Source passage:

========================

Epicurus's writing was very large and lists 40 works, one of them, On Nature, contained 37 books. All that has survived is what seems to be an edited version of Epicurus's philosophy in the form of three letters, a few fragments, and a collection of his more important sayings entitled Major Opinions.
Epicurus wrote all that exists consists of matter, void, and their accidents, or properties. The universe is infinite in time and space and contains an infinite number of eternally moving indestructible elements called "atoms." The number of types of atom is, he says, "inconceivably large," and there is an infinite number of each type. The atoms are not further splittable, though they are logically divisible into "minimal parts," which serve as integral units of measurement in the distinguishing of different sizes of atoms. The atoms are like sense objects in possessing mass, size, and shape.

========================

Written task 1:
Answer these questions using the passage on Epicurus:
(a) How many books did On Nature contain?
(b) What is the title of the collection of Epicurus's more important sayings?
(c) In what three respects are atoms like sense objects?

(Pointing dataset excerpts)
========================

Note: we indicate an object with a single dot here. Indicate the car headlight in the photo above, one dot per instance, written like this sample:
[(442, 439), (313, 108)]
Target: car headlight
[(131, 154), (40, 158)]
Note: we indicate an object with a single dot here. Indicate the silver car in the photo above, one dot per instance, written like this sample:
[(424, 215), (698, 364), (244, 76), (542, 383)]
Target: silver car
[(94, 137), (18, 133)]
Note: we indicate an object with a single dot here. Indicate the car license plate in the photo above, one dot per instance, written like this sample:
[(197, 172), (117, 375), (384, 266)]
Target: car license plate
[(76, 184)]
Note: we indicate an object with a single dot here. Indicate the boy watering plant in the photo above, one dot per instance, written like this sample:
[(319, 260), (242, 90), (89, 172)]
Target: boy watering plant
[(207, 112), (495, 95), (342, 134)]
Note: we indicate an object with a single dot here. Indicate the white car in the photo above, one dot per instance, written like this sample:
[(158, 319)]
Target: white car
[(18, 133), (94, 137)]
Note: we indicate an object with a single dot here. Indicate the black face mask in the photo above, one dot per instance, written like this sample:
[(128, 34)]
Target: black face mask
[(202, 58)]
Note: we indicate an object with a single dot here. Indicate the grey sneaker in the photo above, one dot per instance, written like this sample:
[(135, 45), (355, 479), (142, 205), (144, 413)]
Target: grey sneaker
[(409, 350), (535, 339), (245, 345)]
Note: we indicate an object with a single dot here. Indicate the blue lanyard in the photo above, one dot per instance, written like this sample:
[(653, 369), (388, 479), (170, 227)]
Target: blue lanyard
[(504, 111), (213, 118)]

========================

Written task 2: In the records, rewrite the lines starting at the one containing "Indicate the grey" and ending at the one containing "[(409, 350), (535, 339), (245, 345)]", swapping "grey" for "charcoal" and keeping everything else the same.

Complete response 1:
(a) 37 books
(b) Major Opinions
(c) Mass, size, and shape

Complete response 2:
Note: we indicate an object with a single dot here. Indicate the charcoal sneaker in the photo above, one dot per instance, written like this sample:
[(135, 45), (355, 479), (142, 205), (144, 413)]
Target: charcoal sneaker
[(409, 350), (535, 339), (245, 345)]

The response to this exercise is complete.